INSTRUÇÕES -
[a] Liste todas as pessoas citadas no trecho sobre Emiliano Pernetta, sem contar o próprio Emiliano.
[b] De acordo com o trecho sobre Emiliano Pernetta, em que cidade ele atuou como promotor de justiça?

TRECHO DA PÁGINA -
_____

Emiliano também morou no interior de Minas Gerais, onde atuou como promotor de justiça, em Caldas Novas, e como juiz de direito, em Santo Antônio do Machado. Esse foi um período de isolamento e que influenciou a obra do autor. “Sua estadia em Minas Gerais foi um período um tanto obscuro na vida de Emiliano. Ele mesmo comenta numa crônica intitulada Outrora que não tinha compostura e gravidade para ser um ‘juiz de roça’ como os locais queriam que fosse. Era um estranho ali, comportava-se e se vestia diferentemente do que deveria, fazia coisas impróprias para um juiz, além de tudo, era um ‘poeta’ que frequentava bailes. Aquele bucolismo, aquele provincianismo, aquela natureza exuberante o sufocava de tal modo que não poderia ser um poeta como foi Alphonsus Guimarães, por exemplo”, salientou Rocha. 

DE PRÍNCIPE AO ESCÁRNIO DO VAMPIRO

Rocha acredita que Emiliano, debilitado, pediu exoneração do cargo e, depois de sair de Minas Gerais, retornou a Curitiba, participou intensamente da vida cultural da capital e, em terras paranaenses, permaneceu até 1921, ano de sua morte. 

Caixa guarda a coroa de louros que foi entregue a Emiliano Pernetta, em 1911
Crédito Imagem: Acervo do Museu Paranaense 


Em seu retorno à capital, Emiliano lançou, em 1911, o livro Ilusão, um marco para a literatura paranaense – teve uma tiragem de 400 exemplares, esgotada em apenas dois dias –, como avalia Santana: “Antonio Candido argumenta que para definir a formação de uma literatura é preciso ter autores, obras e público. Além de marcar a coroação de Emiliano como Príncipe dos Poetas do Paraná, Ilusão é o momento de constituição da literatura paranaense. Apesar de reduzidos, havia obras, público e autores”. Para Rocha, a coroação de Emiliano também foi uma resposta à de Olavo Bilac como Príncipe dos Poetas Brasileiros.


Artigo de Dalton Trevisan, publicado na 2ª edição da Revista Joaquim, em 1946
Crédito imagem: Hemeroteca Digital da Biblioteca Nacional

Santana acredita que houve um hiato na literatura paranaense na década de 1930, com a morte de Emiliano em 1921 e, de Dario Veloso, em 1937. “A literatura paranaense entrou em uma espécie de hiato, porém havia produção. Em 1946 surge Dalton Trevisan, com 21 anos, com a Revista Joaquim e publica o artigo Emiliano Poeta Medíocre, posteriormente reproduzido sensacionalmente na Gazeta do Povo como Emiliano Poeta Perneta. O texto é um ataque violento à produção do Emiliano e teve como consequência dispensar as gerações que vieram de considerá-lo como um poeta”, pontuou Santana.

_____

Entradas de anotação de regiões
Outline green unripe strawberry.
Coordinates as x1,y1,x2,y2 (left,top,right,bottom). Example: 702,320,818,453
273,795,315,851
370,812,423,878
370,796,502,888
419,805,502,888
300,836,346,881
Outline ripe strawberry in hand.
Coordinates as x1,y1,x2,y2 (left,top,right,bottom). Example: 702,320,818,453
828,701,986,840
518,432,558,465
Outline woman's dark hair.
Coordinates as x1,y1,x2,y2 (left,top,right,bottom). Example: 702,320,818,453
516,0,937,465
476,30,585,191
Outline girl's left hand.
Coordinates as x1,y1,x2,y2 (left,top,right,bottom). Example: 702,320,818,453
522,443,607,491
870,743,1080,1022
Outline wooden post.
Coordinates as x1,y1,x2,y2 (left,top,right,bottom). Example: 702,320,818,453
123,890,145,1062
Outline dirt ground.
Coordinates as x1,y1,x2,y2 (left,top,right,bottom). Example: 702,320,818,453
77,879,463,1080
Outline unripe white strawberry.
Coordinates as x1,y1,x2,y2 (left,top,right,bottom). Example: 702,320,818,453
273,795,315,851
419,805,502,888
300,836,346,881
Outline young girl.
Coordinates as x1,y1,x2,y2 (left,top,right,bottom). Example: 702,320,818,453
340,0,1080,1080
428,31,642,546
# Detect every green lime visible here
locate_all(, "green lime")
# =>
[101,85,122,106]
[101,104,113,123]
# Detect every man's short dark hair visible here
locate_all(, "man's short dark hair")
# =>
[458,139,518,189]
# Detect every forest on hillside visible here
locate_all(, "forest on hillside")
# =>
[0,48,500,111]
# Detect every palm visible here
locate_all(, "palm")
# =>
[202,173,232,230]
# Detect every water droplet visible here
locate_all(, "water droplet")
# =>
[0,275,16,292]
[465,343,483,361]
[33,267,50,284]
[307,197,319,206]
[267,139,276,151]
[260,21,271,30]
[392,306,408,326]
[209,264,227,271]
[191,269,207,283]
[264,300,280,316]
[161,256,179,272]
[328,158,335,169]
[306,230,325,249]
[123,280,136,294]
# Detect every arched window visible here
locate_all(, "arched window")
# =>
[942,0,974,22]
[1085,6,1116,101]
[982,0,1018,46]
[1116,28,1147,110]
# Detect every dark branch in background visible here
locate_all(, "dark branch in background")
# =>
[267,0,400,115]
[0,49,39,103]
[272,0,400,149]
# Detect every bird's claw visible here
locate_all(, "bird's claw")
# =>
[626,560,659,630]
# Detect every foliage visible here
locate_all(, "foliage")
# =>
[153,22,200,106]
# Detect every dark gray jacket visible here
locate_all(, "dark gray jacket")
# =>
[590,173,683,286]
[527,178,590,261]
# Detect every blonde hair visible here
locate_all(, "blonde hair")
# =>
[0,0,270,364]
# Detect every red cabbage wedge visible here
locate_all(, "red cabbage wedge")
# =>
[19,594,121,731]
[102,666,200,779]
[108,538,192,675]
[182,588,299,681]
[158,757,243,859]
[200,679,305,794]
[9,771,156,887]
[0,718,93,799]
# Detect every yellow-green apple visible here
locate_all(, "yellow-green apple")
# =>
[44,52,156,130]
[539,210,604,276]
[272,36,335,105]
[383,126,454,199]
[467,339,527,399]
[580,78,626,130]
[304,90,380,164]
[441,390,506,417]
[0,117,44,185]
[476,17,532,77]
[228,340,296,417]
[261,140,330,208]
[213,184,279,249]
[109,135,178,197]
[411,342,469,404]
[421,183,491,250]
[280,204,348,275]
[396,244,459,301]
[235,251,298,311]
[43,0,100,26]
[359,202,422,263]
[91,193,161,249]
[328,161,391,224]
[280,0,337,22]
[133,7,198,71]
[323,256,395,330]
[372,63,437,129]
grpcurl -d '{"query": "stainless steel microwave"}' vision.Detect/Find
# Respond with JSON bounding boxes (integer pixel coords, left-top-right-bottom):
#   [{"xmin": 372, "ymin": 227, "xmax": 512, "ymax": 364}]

_____

RESPOSTAS -
[a] Rocha, Alphonsus Guimarães, Santana, Antonio Candido, Olavo Bilac, Dario Veloso e Dalton Trevisan.

[b] Em Caldas Novas.